Task instructions:
Please set down, exactly as written, the line containing "Question. Indicate each instance of the calm" and every line after it through the end of the records.

Dataset excerpts:
***
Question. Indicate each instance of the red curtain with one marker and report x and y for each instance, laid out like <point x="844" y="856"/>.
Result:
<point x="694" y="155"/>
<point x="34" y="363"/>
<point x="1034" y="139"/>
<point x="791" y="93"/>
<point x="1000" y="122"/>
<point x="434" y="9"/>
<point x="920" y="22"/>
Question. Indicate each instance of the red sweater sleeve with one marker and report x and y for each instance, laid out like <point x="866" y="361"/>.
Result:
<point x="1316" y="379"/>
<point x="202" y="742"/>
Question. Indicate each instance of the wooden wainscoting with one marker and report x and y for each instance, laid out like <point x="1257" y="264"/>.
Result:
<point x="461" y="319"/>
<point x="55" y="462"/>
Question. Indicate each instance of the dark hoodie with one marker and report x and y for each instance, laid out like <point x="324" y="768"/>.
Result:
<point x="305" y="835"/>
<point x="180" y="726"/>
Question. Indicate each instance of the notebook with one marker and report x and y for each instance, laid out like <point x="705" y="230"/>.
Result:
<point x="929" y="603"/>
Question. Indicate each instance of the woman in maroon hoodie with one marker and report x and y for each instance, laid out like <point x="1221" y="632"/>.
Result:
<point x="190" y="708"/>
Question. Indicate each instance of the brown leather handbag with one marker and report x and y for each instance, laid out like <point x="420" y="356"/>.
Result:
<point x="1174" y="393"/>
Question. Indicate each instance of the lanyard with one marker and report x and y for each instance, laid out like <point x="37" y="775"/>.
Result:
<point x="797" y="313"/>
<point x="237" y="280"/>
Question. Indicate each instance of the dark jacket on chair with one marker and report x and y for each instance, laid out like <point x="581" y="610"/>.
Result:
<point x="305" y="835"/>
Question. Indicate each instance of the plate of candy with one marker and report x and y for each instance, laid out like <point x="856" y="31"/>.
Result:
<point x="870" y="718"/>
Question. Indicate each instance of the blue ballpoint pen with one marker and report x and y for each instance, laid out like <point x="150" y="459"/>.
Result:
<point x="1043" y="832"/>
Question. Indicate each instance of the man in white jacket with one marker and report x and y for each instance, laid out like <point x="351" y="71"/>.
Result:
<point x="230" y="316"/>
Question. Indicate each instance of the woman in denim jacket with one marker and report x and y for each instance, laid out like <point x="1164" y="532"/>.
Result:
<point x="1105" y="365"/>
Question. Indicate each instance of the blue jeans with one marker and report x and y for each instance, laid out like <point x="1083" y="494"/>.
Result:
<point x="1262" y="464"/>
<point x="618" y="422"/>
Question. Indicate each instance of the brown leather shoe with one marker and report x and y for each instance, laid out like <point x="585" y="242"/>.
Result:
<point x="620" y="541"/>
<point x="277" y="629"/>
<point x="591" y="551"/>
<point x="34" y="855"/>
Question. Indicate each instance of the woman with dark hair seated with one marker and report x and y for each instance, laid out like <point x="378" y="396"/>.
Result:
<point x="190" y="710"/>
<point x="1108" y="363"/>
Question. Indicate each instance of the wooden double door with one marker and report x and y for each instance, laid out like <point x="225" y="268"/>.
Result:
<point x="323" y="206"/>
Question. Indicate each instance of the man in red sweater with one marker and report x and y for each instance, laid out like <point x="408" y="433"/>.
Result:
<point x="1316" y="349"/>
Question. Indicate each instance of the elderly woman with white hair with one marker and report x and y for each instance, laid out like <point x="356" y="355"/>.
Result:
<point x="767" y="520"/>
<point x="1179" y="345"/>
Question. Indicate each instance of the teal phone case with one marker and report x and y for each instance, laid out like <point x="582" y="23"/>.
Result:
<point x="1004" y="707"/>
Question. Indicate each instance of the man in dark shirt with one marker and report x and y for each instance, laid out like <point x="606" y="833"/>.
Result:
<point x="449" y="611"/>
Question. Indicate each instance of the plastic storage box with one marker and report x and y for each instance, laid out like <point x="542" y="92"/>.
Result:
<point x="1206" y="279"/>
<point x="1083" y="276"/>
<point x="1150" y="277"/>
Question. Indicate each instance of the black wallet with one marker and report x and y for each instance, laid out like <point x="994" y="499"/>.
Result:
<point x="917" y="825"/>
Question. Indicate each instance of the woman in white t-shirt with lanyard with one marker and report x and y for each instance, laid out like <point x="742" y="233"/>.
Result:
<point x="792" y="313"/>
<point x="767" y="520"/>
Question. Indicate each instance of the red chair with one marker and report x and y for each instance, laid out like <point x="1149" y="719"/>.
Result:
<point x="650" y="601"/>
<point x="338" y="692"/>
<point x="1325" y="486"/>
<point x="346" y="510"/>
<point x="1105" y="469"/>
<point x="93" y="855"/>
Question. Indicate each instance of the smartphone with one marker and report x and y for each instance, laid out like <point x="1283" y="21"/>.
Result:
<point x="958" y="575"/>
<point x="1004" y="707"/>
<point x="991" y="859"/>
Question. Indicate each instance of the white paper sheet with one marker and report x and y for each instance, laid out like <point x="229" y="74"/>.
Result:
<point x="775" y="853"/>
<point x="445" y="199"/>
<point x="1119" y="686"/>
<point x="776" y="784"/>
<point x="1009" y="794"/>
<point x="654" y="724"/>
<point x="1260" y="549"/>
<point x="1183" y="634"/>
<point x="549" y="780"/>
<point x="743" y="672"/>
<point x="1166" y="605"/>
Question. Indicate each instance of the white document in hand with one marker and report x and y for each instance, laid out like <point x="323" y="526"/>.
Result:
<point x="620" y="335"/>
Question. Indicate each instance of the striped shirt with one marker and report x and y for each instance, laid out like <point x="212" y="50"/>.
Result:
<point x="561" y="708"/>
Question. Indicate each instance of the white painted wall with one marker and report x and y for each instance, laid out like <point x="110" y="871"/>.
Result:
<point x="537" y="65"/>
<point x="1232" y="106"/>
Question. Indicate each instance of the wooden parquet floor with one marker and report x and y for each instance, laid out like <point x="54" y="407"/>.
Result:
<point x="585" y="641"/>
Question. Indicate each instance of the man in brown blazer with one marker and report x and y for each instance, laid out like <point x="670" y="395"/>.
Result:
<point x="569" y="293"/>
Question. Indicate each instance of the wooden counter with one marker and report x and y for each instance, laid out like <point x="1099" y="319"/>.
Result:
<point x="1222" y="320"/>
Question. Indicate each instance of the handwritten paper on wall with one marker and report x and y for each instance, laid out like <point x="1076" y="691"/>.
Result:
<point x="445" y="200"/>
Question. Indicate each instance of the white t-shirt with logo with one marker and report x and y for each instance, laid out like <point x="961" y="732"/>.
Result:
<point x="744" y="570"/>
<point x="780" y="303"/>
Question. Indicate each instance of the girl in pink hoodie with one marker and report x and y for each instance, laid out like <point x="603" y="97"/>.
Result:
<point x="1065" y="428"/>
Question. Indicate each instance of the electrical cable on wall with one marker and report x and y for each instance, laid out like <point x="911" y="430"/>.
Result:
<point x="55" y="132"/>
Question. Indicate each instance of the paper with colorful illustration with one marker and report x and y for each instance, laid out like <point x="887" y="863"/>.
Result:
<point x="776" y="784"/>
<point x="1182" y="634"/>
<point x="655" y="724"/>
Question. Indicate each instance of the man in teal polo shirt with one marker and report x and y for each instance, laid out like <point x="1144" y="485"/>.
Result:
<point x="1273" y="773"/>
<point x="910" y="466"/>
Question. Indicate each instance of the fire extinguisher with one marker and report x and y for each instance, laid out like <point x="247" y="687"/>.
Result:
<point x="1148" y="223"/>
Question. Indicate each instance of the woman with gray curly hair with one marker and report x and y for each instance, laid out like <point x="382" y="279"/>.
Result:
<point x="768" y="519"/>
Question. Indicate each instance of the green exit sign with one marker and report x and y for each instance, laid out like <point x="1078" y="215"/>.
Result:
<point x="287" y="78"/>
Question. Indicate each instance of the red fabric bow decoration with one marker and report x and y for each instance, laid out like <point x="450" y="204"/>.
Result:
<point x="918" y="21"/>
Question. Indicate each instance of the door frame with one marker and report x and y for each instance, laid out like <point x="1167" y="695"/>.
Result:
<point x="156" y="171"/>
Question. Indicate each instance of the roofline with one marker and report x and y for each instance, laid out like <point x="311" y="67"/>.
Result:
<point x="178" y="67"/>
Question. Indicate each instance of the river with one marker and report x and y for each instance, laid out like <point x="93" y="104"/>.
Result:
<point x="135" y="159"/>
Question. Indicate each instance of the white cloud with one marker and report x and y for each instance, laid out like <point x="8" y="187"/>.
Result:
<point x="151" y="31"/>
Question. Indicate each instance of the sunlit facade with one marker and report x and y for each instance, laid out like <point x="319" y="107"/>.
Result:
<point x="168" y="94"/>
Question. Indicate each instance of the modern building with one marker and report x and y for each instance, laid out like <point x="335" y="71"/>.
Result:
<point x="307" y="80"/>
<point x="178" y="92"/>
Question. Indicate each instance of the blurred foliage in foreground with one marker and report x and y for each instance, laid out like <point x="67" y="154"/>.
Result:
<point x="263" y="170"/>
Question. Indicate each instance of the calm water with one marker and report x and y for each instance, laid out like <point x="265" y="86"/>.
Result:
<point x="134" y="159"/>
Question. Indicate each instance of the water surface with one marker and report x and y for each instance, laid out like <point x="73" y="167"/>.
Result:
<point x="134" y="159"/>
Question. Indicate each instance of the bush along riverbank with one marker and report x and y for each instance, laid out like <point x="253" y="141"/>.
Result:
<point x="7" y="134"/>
***
Solution to this problem:
Question. Indicate each instance of the calm water with one marker and report x and y for each instance, laid out like <point x="265" y="86"/>.
Result:
<point x="134" y="159"/>
Question. Indicate each instance of the water surface with one marker and report x and y for each instance, laid out like <point x="73" y="167"/>.
Result:
<point x="134" y="159"/>
Question. Indicate each instance of the bush along riverbank with one marker and report x and y for each instance, laid out like <point x="253" y="141"/>.
Result:
<point x="7" y="134"/>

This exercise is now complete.